Do this: Retype the records that come next, word for word.

Records shown:
-*-*-

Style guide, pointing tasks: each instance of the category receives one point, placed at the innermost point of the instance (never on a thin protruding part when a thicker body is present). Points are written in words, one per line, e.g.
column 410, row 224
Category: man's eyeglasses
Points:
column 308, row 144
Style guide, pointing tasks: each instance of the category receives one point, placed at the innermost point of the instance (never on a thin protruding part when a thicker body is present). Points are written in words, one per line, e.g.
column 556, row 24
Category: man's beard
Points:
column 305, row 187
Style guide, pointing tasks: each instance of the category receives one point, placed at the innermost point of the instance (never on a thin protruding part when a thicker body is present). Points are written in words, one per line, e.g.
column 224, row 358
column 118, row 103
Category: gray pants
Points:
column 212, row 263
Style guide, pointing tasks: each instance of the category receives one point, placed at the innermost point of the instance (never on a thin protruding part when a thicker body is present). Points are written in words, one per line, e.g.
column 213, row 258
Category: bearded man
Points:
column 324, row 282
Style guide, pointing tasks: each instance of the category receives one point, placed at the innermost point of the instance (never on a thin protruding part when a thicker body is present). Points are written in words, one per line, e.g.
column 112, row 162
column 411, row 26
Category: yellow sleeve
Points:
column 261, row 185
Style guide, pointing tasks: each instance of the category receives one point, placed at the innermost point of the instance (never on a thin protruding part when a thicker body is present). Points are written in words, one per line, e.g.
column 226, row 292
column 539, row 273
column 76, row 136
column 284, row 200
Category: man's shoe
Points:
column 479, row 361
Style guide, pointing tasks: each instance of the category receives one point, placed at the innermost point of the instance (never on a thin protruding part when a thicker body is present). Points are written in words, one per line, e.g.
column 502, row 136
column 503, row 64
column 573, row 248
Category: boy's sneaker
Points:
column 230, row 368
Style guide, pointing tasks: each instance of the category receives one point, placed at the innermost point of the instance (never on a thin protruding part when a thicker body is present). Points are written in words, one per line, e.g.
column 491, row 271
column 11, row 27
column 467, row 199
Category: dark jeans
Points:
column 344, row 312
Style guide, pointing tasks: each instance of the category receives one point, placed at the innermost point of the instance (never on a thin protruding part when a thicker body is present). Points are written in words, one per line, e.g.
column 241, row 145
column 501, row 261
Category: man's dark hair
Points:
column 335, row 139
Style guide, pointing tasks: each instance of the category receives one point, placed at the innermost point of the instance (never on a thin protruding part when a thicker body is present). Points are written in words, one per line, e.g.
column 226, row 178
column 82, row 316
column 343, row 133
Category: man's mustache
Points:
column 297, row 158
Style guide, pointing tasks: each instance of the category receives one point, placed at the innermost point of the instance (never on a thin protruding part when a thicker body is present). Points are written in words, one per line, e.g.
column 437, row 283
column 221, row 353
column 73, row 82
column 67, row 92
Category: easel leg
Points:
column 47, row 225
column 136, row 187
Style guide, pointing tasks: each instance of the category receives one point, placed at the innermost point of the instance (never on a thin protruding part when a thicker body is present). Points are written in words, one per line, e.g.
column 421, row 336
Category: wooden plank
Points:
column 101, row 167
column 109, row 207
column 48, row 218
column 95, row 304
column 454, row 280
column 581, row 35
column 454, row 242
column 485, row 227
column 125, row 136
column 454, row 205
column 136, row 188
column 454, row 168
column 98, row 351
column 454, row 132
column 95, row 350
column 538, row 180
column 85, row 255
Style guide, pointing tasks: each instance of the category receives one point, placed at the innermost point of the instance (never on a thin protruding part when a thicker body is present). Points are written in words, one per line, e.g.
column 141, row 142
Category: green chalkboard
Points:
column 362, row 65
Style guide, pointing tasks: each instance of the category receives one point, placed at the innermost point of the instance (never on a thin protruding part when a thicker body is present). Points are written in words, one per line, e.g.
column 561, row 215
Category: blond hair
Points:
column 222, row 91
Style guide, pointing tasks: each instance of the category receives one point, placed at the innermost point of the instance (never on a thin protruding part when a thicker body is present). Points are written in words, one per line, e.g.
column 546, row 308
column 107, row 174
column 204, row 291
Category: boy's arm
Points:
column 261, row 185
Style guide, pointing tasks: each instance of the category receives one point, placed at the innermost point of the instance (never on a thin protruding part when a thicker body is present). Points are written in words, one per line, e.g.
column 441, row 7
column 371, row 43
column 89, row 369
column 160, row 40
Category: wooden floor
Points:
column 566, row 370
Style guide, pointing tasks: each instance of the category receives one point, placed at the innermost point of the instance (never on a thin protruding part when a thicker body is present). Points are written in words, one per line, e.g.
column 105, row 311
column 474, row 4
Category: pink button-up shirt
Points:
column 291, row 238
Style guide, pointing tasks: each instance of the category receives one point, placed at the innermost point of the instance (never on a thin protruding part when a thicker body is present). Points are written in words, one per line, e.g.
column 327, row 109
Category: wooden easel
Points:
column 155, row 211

-*-*-

Expected answer:
Style guide, pointing tasks: each instance of the category receives one point, placed at the innermost point of the instance (never on a thin protruding part when a thicker body is present). Points are written in words, one per line, e.g.
column 410, row 224
Category: man's eyeglasses
Points:
column 308, row 144
Style guide, pointing tasks: each instance of the category receives one point, placed at the innermost point of the instance (never on a thin protruding part when a thicker body is present). Points are written in words, one per line, e.g.
column 556, row 24
Category: man's beard
Points:
column 305, row 187
Style guide, pointing tasks: each instance of the category receives one point, placed at the innermost point of the instance (never on a thin protruding part when a thicker body is present). Points are written in words, one per line, e.g.
column 224, row 358
column 118, row 103
Category: gray pants
Points:
column 212, row 263
Style guide, pointing tasks: each instance of the category receives one point, placed at the innermost point of the instance (never on a thin protruding part when a thicker body is present). Points are written in words, one per line, e.g.
column 213, row 258
Category: bearded man
Points:
column 324, row 282
Style guide, pointing tasks: each instance of the category receives one point, placed at the innermost point of the instance (never on a thin protruding part when a thicker body is present). Points are written in words, one per line, e.g.
column 112, row 162
column 411, row 26
Category: yellow sleeve
Points:
column 261, row 185
Style guide, pointing tasks: each instance of the category receives one point, placed at the innermost point of the instance (never on a thin protruding part when a thicker body is present). Points are written in words, one per line, e.g.
column 226, row 292
column 539, row 273
column 76, row 136
column 284, row 200
Category: man's shoe
Points:
column 479, row 361
Style guide, pointing tasks: each instance of the category receives one point, placed at the innermost point of the instance (never on a thin protruding part when a thicker body is present). Points are written in words, one per line, e.g.
column 502, row 136
column 503, row 64
column 573, row 248
Category: boy's sneaker
Points:
column 230, row 368
Style guide, pointing tasks: each instance of the category receives one point, placed at the innermost point of the instance (never on a thin protruding part when a thicker body is present). Points are written in words, one per line, e.g.
column 491, row 271
column 11, row 27
column 467, row 199
Category: dark jeans
Points:
column 344, row 312
Style guide, pointing tasks: each instance of the category receives one point, placed at the innermost point of the instance (never on a thin protruding part when a thicker body is present). Points are written in words, one per line, e.g.
column 241, row 145
column 501, row 261
Category: man's dark hair
Points:
column 335, row 139
Style guide, pointing tasks: each instance of the category receives one point, placed at the innermost point of the instance (never on a thin protruding part when a thicker body is present). Points are written in words, one per line, e.g.
column 226, row 178
column 82, row 316
column 343, row 133
Category: man's mustache
Points:
column 297, row 158
Style guide, pointing tasks: each instance of the category receives one point, placed at the innermost point of the instance (never on a thin protruding part when a thicker body is present). Points are written in words, one per line, e.g.
column 437, row 283
column 221, row 353
column 73, row 82
column 67, row 92
Category: easel leg
Points:
column 47, row 225
column 136, row 187
Style guide, pointing tasks: each instance of the category receives one point, placed at the innermost point of the instance (never on a thin protruding part when a thicker body is present). Points are written in words, one per line, e.g.
column 421, row 336
Category: wooden plank
Points:
column 101, row 167
column 109, row 207
column 48, row 218
column 95, row 304
column 454, row 280
column 581, row 35
column 454, row 242
column 485, row 227
column 125, row 136
column 454, row 205
column 136, row 188
column 454, row 168
column 98, row 351
column 454, row 132
column 95, row 350
column 538, row 180
column 85, row 255
Style guide, pointing tasks: each instance of the category receives one point, placed at the innermost point of the instance (never on a thin protruding part when a thicker body is present). Points are written in words, one per line, e.g.
column 141, row 142
Category: green chalkboard
Points:
column 362, row 65
Style guide, pointing tasks: each instance of the category receives one point, placed at the innermost point of the instance (never on a thin protruding part when a thicker body is present). Points are written in words, one per line, e.g.
column 561, row 215
Category: blond hair
Points:
column 222, row 91
Style guide, pointing tasks: each instance of the category receives one point, placed at the innermost point of the instance (never on a thin protruding part when a thicker body is present). Points are written in words, one per line, e.g.
column 546, row 308
column 107, row 174
column 204, row 291
Category: boy's arm
Points:
column 261, row 185
Style guide, pointing tasks: each instance of the category receives one point, placed at the innermost point of the instance (never on a thin protruding part when a thicker body is present). Points are written in words, one per line, e.g.
column 441, row 7
column 371, row 43
column 89, row 369
column 160, row 40
Category: wooden floor
Points:
column 566, row 370
Style guide, pointing tasks: each instance of the category receives one point, placed at the innermost point of the instance (never on a thin protruding part when a thicker body is present). Points are written in words, one per line, e.g.
column 105, row 311
column 474, row 4
Category: pink button-up shirt
Points:
column 291, row 238
Style guide, pointing tasks: each instance of the category receives one point, placed at the innermost point of the instance (never on a thin protruding part when a thicker body is present). Points are written in words, one per line, e.g.
column 327, row 109
Category: wooden easel
Points:
column 155, row 211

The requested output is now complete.